***** DATA SUPPLIED *****
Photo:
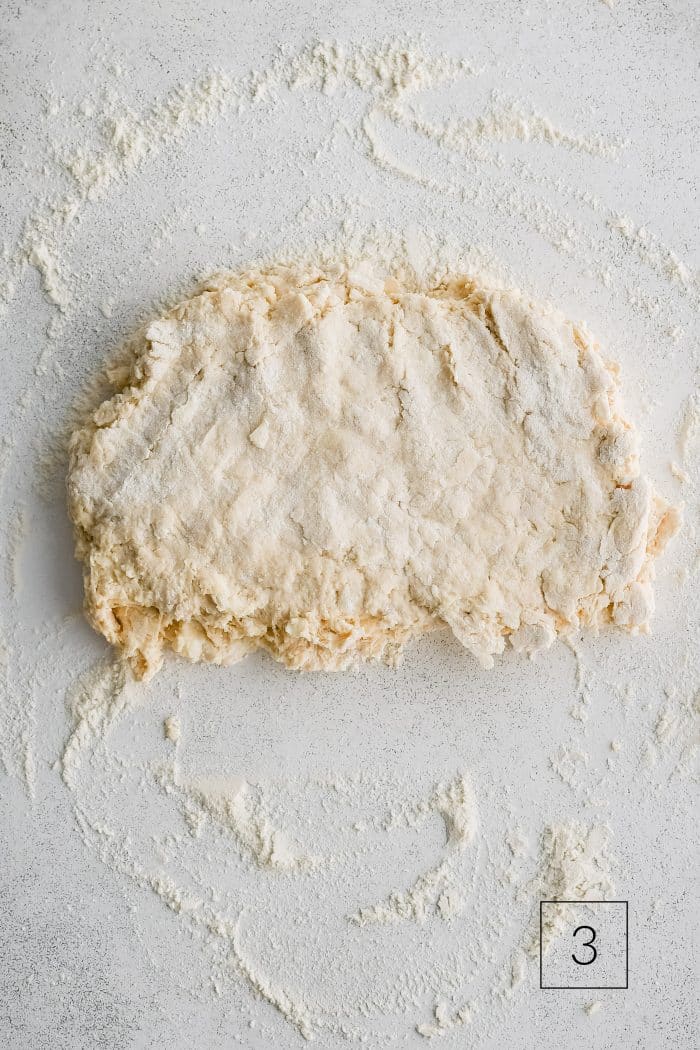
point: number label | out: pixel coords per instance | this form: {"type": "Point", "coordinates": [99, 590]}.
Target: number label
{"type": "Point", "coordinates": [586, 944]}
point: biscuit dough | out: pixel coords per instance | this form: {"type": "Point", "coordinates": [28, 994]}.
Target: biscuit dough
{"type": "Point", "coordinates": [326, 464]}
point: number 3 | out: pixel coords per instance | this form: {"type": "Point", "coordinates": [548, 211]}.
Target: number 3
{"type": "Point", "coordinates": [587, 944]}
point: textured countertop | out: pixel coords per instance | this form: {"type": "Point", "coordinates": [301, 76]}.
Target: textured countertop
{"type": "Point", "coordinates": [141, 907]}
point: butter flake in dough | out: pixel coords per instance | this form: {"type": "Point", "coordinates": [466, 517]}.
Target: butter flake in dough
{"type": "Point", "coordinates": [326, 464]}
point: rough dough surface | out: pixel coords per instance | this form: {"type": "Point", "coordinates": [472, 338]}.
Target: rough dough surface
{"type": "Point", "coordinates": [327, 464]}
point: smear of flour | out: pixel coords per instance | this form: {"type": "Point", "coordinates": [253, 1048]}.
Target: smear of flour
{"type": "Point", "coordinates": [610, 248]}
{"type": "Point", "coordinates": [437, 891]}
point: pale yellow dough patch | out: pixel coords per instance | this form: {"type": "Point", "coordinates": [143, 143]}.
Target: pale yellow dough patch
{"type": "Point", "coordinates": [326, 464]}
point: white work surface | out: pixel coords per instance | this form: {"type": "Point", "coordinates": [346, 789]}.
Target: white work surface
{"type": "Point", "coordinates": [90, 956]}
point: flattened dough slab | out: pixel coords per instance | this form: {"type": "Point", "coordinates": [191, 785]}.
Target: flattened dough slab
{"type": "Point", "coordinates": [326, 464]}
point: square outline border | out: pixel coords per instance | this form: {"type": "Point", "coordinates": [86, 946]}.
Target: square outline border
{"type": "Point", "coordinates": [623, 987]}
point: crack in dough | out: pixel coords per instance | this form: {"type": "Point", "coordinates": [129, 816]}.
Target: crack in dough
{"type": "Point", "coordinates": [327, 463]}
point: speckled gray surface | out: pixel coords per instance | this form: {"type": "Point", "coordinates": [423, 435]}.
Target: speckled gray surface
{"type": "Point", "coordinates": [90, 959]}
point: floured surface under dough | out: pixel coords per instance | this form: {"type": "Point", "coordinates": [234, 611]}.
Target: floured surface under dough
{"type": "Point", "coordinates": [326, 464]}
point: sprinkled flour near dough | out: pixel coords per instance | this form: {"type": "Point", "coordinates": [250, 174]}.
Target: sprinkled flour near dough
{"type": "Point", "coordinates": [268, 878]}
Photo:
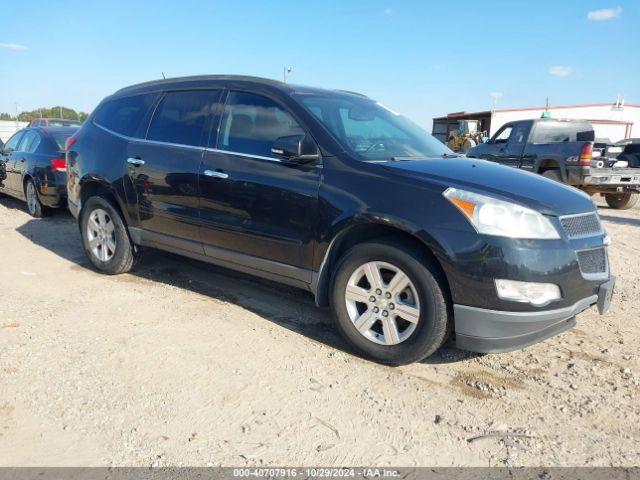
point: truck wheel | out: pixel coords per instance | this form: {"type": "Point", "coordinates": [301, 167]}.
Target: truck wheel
*****
***** DATA SUPPLIED *****
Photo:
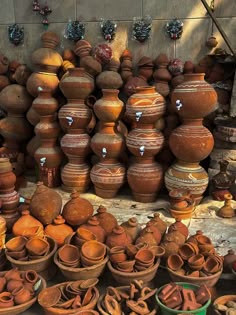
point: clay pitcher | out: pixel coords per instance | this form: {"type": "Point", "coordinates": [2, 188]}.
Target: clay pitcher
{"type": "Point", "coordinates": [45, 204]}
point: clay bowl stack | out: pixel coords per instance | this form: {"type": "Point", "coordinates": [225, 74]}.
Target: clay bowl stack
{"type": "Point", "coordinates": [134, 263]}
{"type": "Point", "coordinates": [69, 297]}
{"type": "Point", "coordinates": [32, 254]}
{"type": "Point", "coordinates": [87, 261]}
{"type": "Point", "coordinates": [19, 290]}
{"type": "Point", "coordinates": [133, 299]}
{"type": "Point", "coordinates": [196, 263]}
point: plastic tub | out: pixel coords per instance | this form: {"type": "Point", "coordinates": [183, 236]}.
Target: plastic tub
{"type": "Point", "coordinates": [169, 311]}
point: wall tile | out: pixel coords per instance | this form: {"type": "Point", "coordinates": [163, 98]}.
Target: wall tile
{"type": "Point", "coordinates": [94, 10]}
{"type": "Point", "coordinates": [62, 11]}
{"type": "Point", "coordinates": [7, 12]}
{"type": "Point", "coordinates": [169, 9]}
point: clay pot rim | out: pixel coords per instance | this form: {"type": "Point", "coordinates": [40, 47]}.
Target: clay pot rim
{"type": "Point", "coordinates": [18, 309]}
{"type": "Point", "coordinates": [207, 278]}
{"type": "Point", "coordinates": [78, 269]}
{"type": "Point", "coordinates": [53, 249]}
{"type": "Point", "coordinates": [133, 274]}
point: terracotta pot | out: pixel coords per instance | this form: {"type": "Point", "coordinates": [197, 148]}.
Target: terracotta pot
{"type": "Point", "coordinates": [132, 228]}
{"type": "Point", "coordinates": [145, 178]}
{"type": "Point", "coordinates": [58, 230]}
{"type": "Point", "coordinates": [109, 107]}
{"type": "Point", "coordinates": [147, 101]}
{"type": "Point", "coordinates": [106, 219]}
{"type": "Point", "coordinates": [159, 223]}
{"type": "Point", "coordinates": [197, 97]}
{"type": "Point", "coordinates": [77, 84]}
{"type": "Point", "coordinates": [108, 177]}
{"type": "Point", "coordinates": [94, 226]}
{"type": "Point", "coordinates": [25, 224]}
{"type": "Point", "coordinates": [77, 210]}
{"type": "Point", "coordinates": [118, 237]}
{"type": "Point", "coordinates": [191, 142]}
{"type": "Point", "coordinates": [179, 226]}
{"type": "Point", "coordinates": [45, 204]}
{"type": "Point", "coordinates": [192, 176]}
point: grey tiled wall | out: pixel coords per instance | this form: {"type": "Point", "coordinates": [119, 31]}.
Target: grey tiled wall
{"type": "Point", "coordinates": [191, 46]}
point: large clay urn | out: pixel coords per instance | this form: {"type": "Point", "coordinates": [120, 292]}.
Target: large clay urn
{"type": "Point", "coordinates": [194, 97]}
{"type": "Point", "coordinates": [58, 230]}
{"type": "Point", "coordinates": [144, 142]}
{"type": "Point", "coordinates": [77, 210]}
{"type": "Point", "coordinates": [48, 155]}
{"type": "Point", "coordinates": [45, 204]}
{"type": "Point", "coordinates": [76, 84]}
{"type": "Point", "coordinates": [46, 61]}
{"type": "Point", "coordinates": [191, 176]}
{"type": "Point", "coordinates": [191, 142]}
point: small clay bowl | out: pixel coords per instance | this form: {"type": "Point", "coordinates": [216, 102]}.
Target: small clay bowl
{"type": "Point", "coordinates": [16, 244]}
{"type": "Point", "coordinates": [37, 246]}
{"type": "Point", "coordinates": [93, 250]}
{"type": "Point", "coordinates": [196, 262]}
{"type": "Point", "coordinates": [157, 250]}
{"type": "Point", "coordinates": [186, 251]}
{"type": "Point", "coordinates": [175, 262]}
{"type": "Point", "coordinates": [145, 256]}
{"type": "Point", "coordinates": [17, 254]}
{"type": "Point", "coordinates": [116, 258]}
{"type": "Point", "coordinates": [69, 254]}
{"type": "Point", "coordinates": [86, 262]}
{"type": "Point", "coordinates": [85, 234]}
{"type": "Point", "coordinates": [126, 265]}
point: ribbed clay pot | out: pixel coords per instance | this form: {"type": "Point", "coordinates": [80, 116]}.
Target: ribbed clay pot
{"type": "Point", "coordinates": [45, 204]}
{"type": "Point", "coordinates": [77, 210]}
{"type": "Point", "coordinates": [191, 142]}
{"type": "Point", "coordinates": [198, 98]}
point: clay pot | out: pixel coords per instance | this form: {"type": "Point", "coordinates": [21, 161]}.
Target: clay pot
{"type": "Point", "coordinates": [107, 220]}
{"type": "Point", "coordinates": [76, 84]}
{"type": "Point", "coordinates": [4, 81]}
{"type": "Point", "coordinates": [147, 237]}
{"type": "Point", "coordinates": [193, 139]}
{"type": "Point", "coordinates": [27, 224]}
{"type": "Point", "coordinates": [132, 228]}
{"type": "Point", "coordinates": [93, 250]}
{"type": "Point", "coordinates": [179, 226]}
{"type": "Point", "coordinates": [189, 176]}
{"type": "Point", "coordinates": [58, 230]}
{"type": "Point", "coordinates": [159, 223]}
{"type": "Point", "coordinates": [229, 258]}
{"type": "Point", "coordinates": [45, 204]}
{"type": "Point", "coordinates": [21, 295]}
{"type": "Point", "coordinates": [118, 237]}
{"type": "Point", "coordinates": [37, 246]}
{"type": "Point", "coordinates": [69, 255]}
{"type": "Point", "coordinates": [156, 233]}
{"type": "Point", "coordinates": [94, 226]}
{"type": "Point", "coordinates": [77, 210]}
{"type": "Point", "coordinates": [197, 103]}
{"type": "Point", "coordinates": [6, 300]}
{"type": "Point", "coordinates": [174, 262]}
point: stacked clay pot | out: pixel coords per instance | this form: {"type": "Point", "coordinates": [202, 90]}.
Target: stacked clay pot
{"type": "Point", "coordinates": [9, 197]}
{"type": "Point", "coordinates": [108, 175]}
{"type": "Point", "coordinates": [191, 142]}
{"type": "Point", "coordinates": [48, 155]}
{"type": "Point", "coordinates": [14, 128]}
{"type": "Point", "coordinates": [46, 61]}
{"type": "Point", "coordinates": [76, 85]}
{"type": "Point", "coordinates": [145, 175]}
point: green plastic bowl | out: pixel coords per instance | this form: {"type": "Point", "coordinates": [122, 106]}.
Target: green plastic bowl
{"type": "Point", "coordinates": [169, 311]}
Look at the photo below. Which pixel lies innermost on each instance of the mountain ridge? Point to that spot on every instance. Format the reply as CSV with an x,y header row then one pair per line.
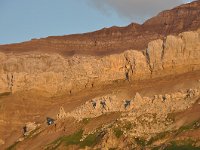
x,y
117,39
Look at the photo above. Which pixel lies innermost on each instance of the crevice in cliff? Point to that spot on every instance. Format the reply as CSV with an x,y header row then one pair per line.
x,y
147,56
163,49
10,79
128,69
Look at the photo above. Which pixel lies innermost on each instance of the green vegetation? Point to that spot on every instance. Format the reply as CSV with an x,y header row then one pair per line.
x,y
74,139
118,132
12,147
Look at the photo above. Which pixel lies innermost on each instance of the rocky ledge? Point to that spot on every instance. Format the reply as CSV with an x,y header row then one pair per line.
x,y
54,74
*****
ACTION ITEM
Retype word for word everything in the listing above from the line that holds "Target: plastic tub" down to the line that holds "point: terracotta pot". Keep both end lines and leave out the rest.

EXERCISE OUTPUT
Target: plastic tub
{"type": "Point", "coordinates": [169, 311]}
point: wall tile | out: pixel coords per instance | this form: {"type": "Point", "coordinates": [163, 98]}.
Target: wall tile
{"type": "Point", "coordinates": [94, 10]}
{"type": "Point", "coordinates": [62, 11]}
{"type": "Point", "coordinates": [7, 12]}
{"type": "Point", "coordinates": [169, 9]}
point: clay pot rim | out: pixel coords per instance | this form: {"type": "Point", "coordinates": [40, 47]}.
Target: clay pot rim
{"type": "Point", "coordinates": [18, 309]}
{"type": "Point", "coordinates": [207, 278]}
{"type": "Point", "coordinates": [78, 269]}
{"type": "Point", "coordinates": [53, 249]}
{"type": "Point", "coordinates": [133, 274]}
point: terracotta pot | out: pixel coords per instance | this form: {"type": "Point", "coordinates": [197, 148]}.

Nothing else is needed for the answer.